● What is needed: Could you please repeat the entries below word for word, with the images left out?

----

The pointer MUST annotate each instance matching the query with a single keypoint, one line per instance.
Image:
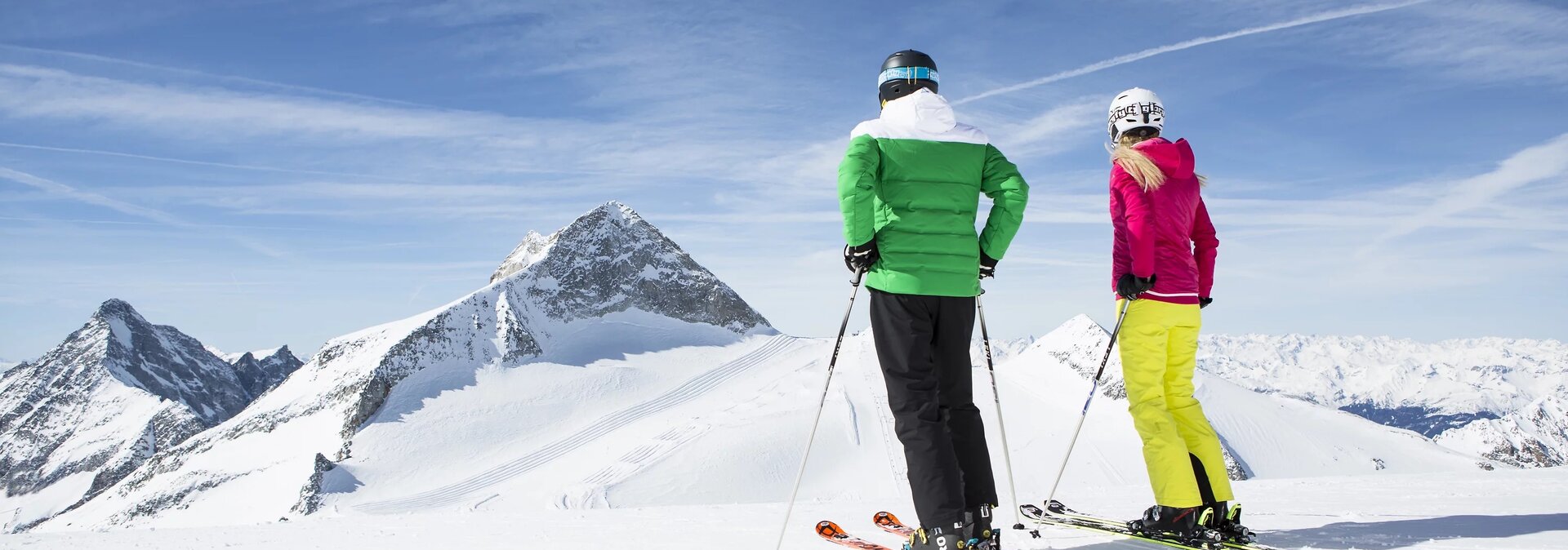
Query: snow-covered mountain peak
(612, 260)
(606, 287)
(532, 250)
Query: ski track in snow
(692, 389)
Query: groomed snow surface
(1474, 511)
(645, 450)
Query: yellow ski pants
(1159, 348)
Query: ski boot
(1178, 524)
(935, 538)
(980, 533)
(1228, 524)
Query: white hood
(922, 110)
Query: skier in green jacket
(910, 192)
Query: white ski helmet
(1134, 109)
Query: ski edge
(833, 533)
(1068, 512)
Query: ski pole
(826, 381)
(1000, 425)
(1092, 391)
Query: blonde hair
(1138, 165)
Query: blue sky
(264, 173)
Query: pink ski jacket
(1164, 231)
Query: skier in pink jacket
(1164, 264)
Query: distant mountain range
(604, 367)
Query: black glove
(1131, 286)
(862, 257)
(987, 265)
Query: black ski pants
(922, 344)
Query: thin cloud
(207, 76)
(124, 207)
(1532, 165)
(207, 163)
(1187, 44)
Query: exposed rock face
(612, 260)
(1499, 398)
(1534, 436)
(608, 262)
(262, 373)
(95, 408)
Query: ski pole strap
(908, 74)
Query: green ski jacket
(911, 179)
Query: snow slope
(100, 403)
(1428, 388)
(1508, 510)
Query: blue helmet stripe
(908, 74)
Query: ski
(836, 534)
(1058, 510)
(891, 524)
(1040, 516)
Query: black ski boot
(1181, 524)
(980, 533)
(1228, 524)
(938, 538)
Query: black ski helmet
(903, 73)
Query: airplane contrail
(1187, 44)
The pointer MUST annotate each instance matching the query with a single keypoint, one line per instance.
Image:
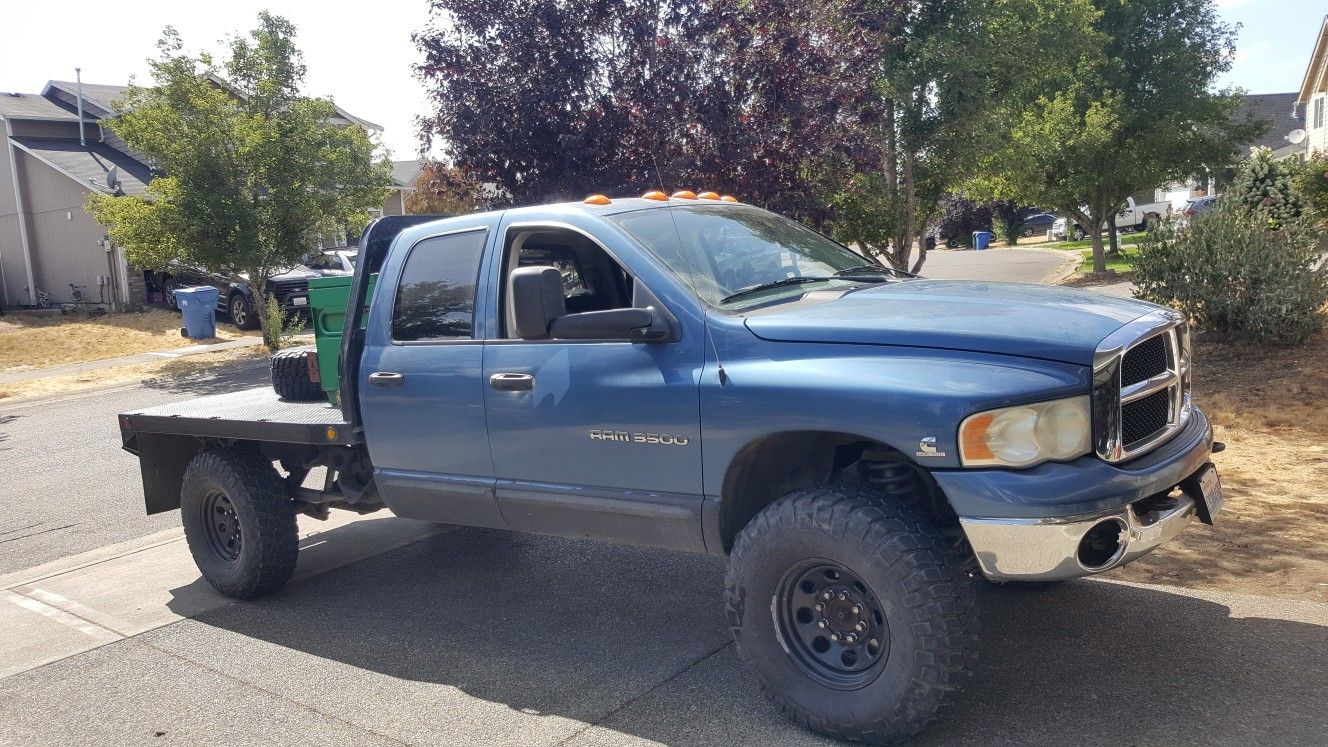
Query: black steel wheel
(225, 536)
(238, 521)
(881, 574)
(833, 624)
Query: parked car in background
(290, 287)
(1134, 217)
(1037, 223)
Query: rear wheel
(238, 523)
(855, 613)
(291, 375)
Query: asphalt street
(67, 487)
(478, 637)
(405, 633)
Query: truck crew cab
(692, 372)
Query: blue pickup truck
(693, 372)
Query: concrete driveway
(478, 637)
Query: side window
(436, 298)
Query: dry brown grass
(193, 366)
(1270, 406)
(31, 340)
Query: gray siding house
(47, 241)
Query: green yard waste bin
(328, 301)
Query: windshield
(728, 253)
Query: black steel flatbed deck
(252, 415)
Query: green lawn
(1122, 263)
(1086, 243)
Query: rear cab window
(436, 295)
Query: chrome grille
(1141, 386)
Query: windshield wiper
(874, 270)
(793, 281)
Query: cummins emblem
(927, 447)
(626, 437)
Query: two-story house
(48, 168)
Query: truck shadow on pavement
(635, 642)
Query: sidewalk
(19, 376)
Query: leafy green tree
(1136, 110)
(250, 170)
(942, 73)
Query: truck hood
(1027, 320)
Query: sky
(363, 57)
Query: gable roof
(36, 106)
(1278, 112)
(1316, 72)
(86, 165)
(404, 173)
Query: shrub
(1227, 271)
(1267, 189)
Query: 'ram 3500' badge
(927, 447)
(624, 437)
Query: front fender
(893, 395)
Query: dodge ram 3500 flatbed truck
(699, 374)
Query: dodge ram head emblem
(927, 447)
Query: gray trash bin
(198, 307)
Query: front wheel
(857, 616)
(238, 523)
(242, 313)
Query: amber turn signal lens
(974, 437)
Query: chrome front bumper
(1048, 549)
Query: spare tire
(291, 375)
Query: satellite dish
(113, 180)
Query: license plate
(1206, 489)
(1210, 485)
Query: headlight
(1027, 435)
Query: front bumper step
(1051, 549)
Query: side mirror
(612, 324)
(537, 301)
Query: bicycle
(44, 299)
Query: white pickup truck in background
(1132, 217)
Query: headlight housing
(1027, 433)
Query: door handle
(387, 379)
(511, 382)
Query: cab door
(421, 378)
(594, 437)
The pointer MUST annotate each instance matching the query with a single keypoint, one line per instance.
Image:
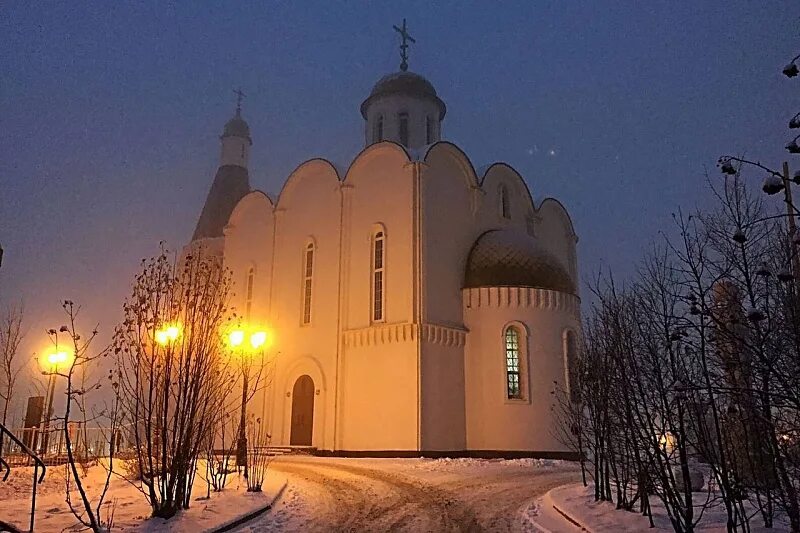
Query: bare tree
(79, 358)
(11, 335)
(173, 371)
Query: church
(420, 306)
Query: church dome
(407, 84)
(508, 258)
(236, 127)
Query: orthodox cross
(239, 95)
(404, 46)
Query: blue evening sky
(110, 114)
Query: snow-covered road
(334, 494)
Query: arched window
(378, 278)
(570, 360)
(513, 364)
(308, 272)
(248, 294)
(402, 120)
(505, 206)
(428, 130)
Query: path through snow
(334, 494)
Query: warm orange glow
(168, 334)
(667, 441)
(258, 339)
(57, 357)
(236, 338)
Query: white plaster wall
(235, 151)
(308, 210)
(379, 365)
(248, 244)
(493, 421)
(390, 106)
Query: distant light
(258, 339)
(61, 357)
(167, 334)
(236, 338)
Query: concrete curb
(236, 522)
(548, 499)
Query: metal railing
(4, 432)
(88, 443)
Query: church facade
(418, 306)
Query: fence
(50, 443)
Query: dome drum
(506, 258)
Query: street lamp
(168, 334)
(236, 340)
(57, 357)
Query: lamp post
(50, 366)
(236, 340)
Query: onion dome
(236, 127)
(508, 258)
(406, 84)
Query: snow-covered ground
(336, 494)
(130, 509)
(578, 502)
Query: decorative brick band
(381, 334)
(525, 297)
(405, 332)
(444, 335)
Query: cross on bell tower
(239, 97)
(406, 38)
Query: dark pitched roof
(230, 185)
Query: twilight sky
(110, 115)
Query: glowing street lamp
(236, 338)
(167, 334)
(58, 357)
(257, 340)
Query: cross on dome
(406, 37)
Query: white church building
(419, 307)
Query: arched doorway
(302, 411)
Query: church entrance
(302, 411)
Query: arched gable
(315, 172)
(504, 173)
(387, 149)
(550, 208)
(452, 154)
(254, 206)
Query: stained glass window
(513, 385)
(378, 269)
(308, 272)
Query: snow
(131, 511)
(578, 502)
(409, 494)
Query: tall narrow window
(378, 269)
(308, 272)
(428, 130)
(513, 383)
(505, 207)
(248, 293)
(570, 355)
(402, 119)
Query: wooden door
(302, 411)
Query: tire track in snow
(375, 500)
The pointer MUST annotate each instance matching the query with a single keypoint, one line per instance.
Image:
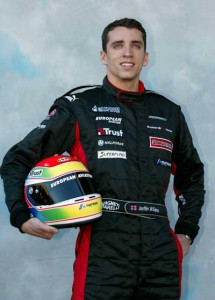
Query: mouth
(127, 64)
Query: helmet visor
(61, 189)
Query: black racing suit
(131, 143)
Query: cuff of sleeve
(187, 229)
(20, 219)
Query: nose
(127, 51)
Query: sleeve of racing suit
(188, 181)
(54, 135)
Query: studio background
(48, 47)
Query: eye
(117, 45)
(137, 46)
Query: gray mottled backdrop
(49, 46)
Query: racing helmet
(59, 191)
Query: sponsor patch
(109, 119)
(159, 128)
(71, 98)
(162, 162)
(160, 143)
(108, 131)
(111, 154)
(103, 143)
(110, 205)
(106, 109)
(36, 173)
(157, 118)
(41, 126)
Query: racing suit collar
(124, 95)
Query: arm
(54, 135)
(188, 184)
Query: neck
(125, 85)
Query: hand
(185, 243)
(37, 228)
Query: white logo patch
(111, 154)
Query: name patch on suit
(160, 143)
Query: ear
(103, 56)
(146, 59)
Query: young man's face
(125, 56)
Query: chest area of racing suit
(128, 144)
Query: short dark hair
(125, 22)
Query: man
(131, 139)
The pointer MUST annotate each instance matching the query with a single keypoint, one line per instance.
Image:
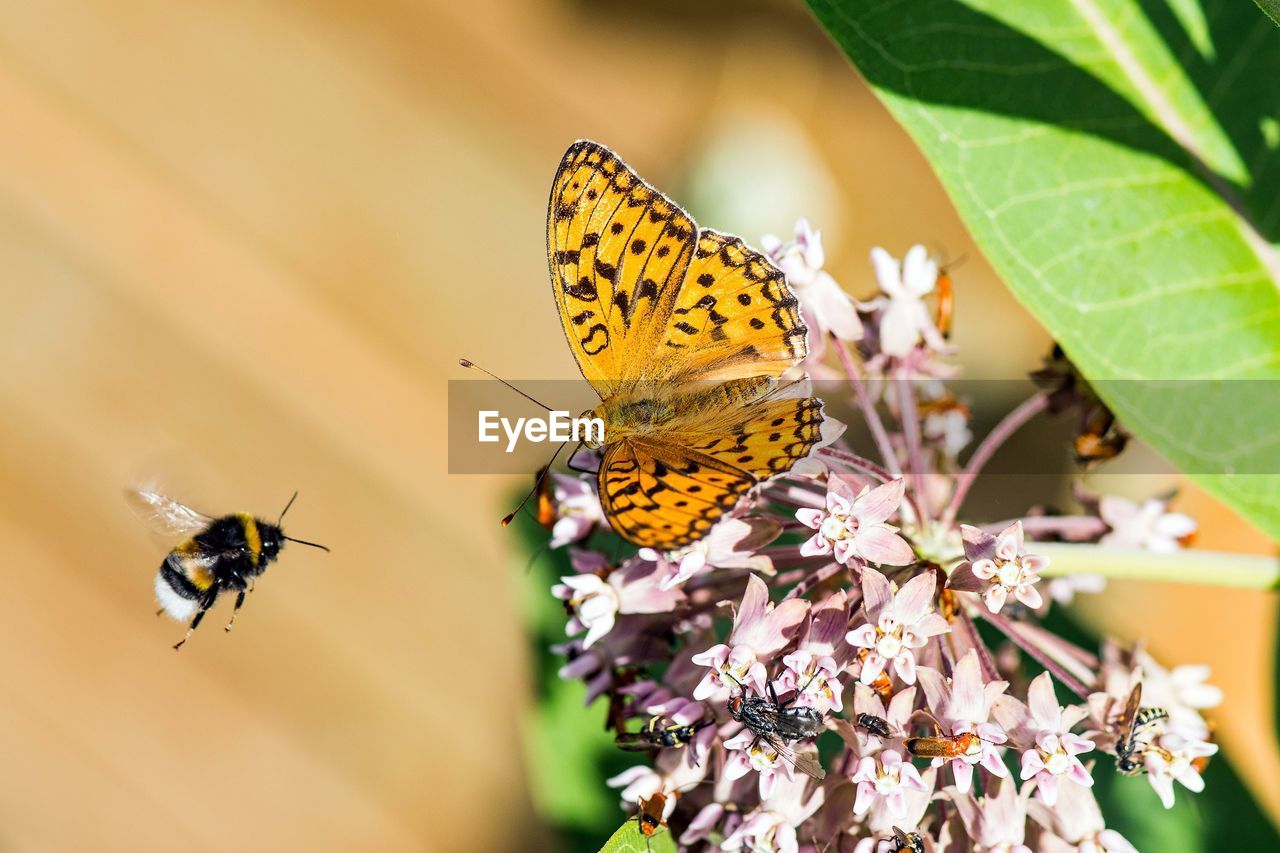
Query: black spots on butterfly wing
(764, 437)
(618, 247)
(664, 497)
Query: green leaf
(1271, 8)
(629, 839)
(1116, 163)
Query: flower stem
(1028, 409)
(864, 402)
(859, 464)
(1079, 528)
(1041, 656)
(909, 416)
(1206, 568)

----

● Written answer:
The pointer MUST annotate each instance matching the query with a single keypoint, one line per instance.
Image:
Query: snow-covered mountain peak
(612, 260)
(606, 287)
(532, 250)
Query: ski track in snow
(692, 389)
Query: groomed snow surface
(1474, 511)
(645, 450)
Query: yellow ski pants
(1159, 348)
Query: ski boot
(1178, 524)
(935, 538)
(980, 533)
(1228, 524)
Query: white hood
(922, 110)
Query: skier in green jacket
(910, 192)
Query: white ski helmet
(1134, 109)
Query: ski edge
(833, 533)
(1068, 512)
Query: ski pole
(826, 381)
(1000, 425)
(1092, 391)
Query: blonde hair
(1138, 165)
Query: blue sky
(264, 173)
Query: pink ski jacket
(1164, 231)
Query: skier in pink jacket
(1164, 264)
Query: distant mountain range
(604, 367)
Query: black glove
(1131, 286)
(862, 257)
(987, 265)
Query: black ski pants
(922, 344)
Query: thin cloud
(207, 76)
(124, 207)
(1532, 165)
(207, 163)
(1187, 44)
Query: exposed rock face
(612, 260)
(1499, 398)
(1534, 436)
(608, 262)
(262, 373)
(95, 408)
Query: ski pole strap
(908, 74)
Query: green ski jacket
(911, 179)
Query: snow slope
(100, 403)
(1428, 388)
(1508, 510)
Query: blue helmet stripe
(908, 74)
Query: ski
(836, 534)
(1058, 510)
(891, 524)
(1040, 516)
Query: black ski boot
(1181, 524)
(980, 533)
(1228, 524)
(938, 538)
Query: black ski helmet
(903, 73)
Query: airplane contrail
(1187, 44)
The pointer MUST annotate each instance matching the query with a single keypoint, one line per instance.
Image:
Query: black steel wheel
(225, 536)
(238, 521)
(881, 574)
(833, 624)
Query: parked car in background
(290, 287)
(1134, 217)
(1037, 223)
Query: rear wheel
(238, 523)
(855, 613)
(291, 375)
Query: asphalt street
(67, 487)
(478, 637)
(405, 633)
Query: truck crew cab
(692, 372)
Query: blue pickup truck
(693, 372)
Query: concrete driveway
(478, 637)
Query: side window
(436, 298)
Query: dry brown grass
(193, 366)
(1270, 406)
(31, 340)
Query: gray siding house
(47, 241)
Query: green yard waste bin
(328, 301)
Query: windshield
(728, 253)
Query: black steel flatbed deck
(252, 415)
Query: green lawn
(1122, 263)
(1086, 243)
Query: rear cab window
(436, 295)
Query: chrome grille
(1141, 386)
Query: windshield wiper
(874, 270)
(793, 281)
Query: cummins emblem
(927, 447)
(626, 437)
Query: two-story house
(48, 168)
Query: truck shadow on pavement
(635, 642)
Query: sidewalk
(19, 376)
Query: leafy green tree
(1136, 110)
(250, 170)
(942, 73)
Query: truck hood
(1027, 320)
Query: sky
(363, 57)
Query: gable roof
(36, 106)
(1278, 112)
(1316, 72)
(86, 165)
(404, 173)
Query: shrub
(1227, 271)
(1267, 189)
Query: 'ram 3500' badge
(927, 447)
(624, 437)
Query: front fender
(893, 395)
Query: dodge ram 3500 flatbed truck
(699, 374)
Query: dodge ram head emblem
(927, 447)
Query: gray trash bin
(198, 307)
Query: front wheel
(857, 616)
(238, 523)
(242, 313)
Query: amber turn signal lens
(974, 437)
Query: chrome front bumper
(1048, 549)
Query: spare tire
(291, 375)
Query: satellite dish
(113, 180)
Query: license plate
(1206, 489)
(1210, 485)
Query: headlight
(1027, 435)
Query: front bumper step
(1051, 549)
Query: side mirror
(612, 324)
(537, 301)
Query: bicycle
(44, 299)
Query: white pickup truck in background
(1132, 217)
Query: headlight housing
(1027, 433)
Query: door handle
(387, 379)
(511, 382)
Query: cab door
(421, 378)
(594, 437)
The pointer MUST annotate each instance matching the query with a single keypoint, one line per instance.
Image:
Query: bare tree
(79, 358)
(11, 335)
(173, 371)
Query: church
(420, 306)
Query: church dome
(407, 84)
(508, 258)
(236, 127)
Query: orthodox cross
(239, 95)
(404, 46)
Query: blue evening sky
(110, 114)
Query: snow-covered road
(334, 494)
Query: arched window
(378, 278)
(570, 360)
(513, 364)
(308, 272)
(248, 294)
(402, 120)
(505, 206)
(428, 130)
Query: path through snow
(334, 494)
Query: warm orange glow
(168, 334)
(667, 441)
(258, 339)
(57, 357)
(236, 338)
Query: white plaster wall
(235, 151)
(308, 210)
(379, 365)
(248, 244)
(493, 421)
(390, 106)
Query: distant light
(258, 339)
(61, 357)
(167, 334)
(236, 338)
Query: concrete curb
(236, 522)
(548, 499)
Query: metal railing
(4, 432)
(88, 443)
Query: church facade
(418, 306)
Query: fence
(50, 443)
Query: dome drum
(506, 258)
Query: street lamp
(168, 334)
(236, 340)
(57, 357)
Query: lamp post
(50, 366)
(236, 340)
Query: onion dome
(236, 127)
(508, 258)
(406, 84)
Query: snow-covered ground
(336, 494)
(130, 509)
(578, 502)
Query: decorative brick band
(381, 334)
(525, 297)
(405, 332)
(444, 335)
Query: cross on bell tower
(239, 97)
(406, 38)
Query: dark pitched roof
(230, 185)
Query: twilight sky
(110, 115)
Query: glowing street lamp
(236, 338)
(167, 334)
(58, 357)
(257, 340)
Query: cross on dome
(406, 37)
Query: white church building
(419, 307)
Query: arched doorway
(302, 411)
Query: church entrance
(302, 411)
Query: arched gable
(315, 172)
(504, 173)
(387, 149)
(550, 208)
(452, 154)
(254, 206)
Query: stained glass window
(513, 385)
(378, 269)
(308, 272)
Query: snow
(131, 511)
(578, 502)
(409, 494)
Query: tall narrow window
(378, 269)
(308, 272)
(428, 130)
(513, 383)
(505, 207)
(248, 293)
(570, 355)
(402, 119)
Query: wooden door
(302, 411)
Query: tire track in snow
(375, 500)
The pointer MUST annotate each instance matching the query with a single keypoint, one line per instance.
Image:
Query: mouth
(127, 64)
Query: helmet visor
(61, 189)
Query: black racing suit
(131, 143)
Query: cuff of sleeve
(187, 229)
(20, 219)
Query: nose
(127, 51)
Query: sleeve of racing suit
(188, 181)
(54, 135)
Query: studio background
(48, 47)
Query: eye
(117, 45)
(137, 46)
Query: gray mottled backdrop
(49, 46)
Query: racing helmet
(59, 191)
Query: sponsor patch
(109, 119)
(159, 128)
(71, 98)
(162, 162)
(160, 143)
(108, 131)
(111, 154)
(103, 143)
(110, 205)
(106, 109)
(36, 173)
(157, 118)
(41, 126)
Query: racing suit collar
(124, 95)
Query: arm
(54, 135)
(188, 184)
Query: neck
(125, 85)
Query: hand
(185, 243)
(37, 228)
Query: white logo patch
(111, 154)
Query: name patch on suit
(160, 143)
Query: ear
(103, 56)
(146, 59)
Query: young man's face
(125, 56)
Query: chest area of racing suit
(128, 144)
Query: short dark hair
(125, 22)
Query: man
(131, 139)
The pointer MUST annotate each instance matching the query with a single keypoint, one line per instance.
Image:
Query: black spots on butterfly wing
(764, 437)
(618, 247)
(664, 497)
Query: green leaf
(1271, 8)
(629, 839)
(1116, 163)
Query: flower stem
(1028, 409)
(864, 402)
(859, 464)
(1079, 528)
(1041, 656)
(909, 416)
(1206, 568)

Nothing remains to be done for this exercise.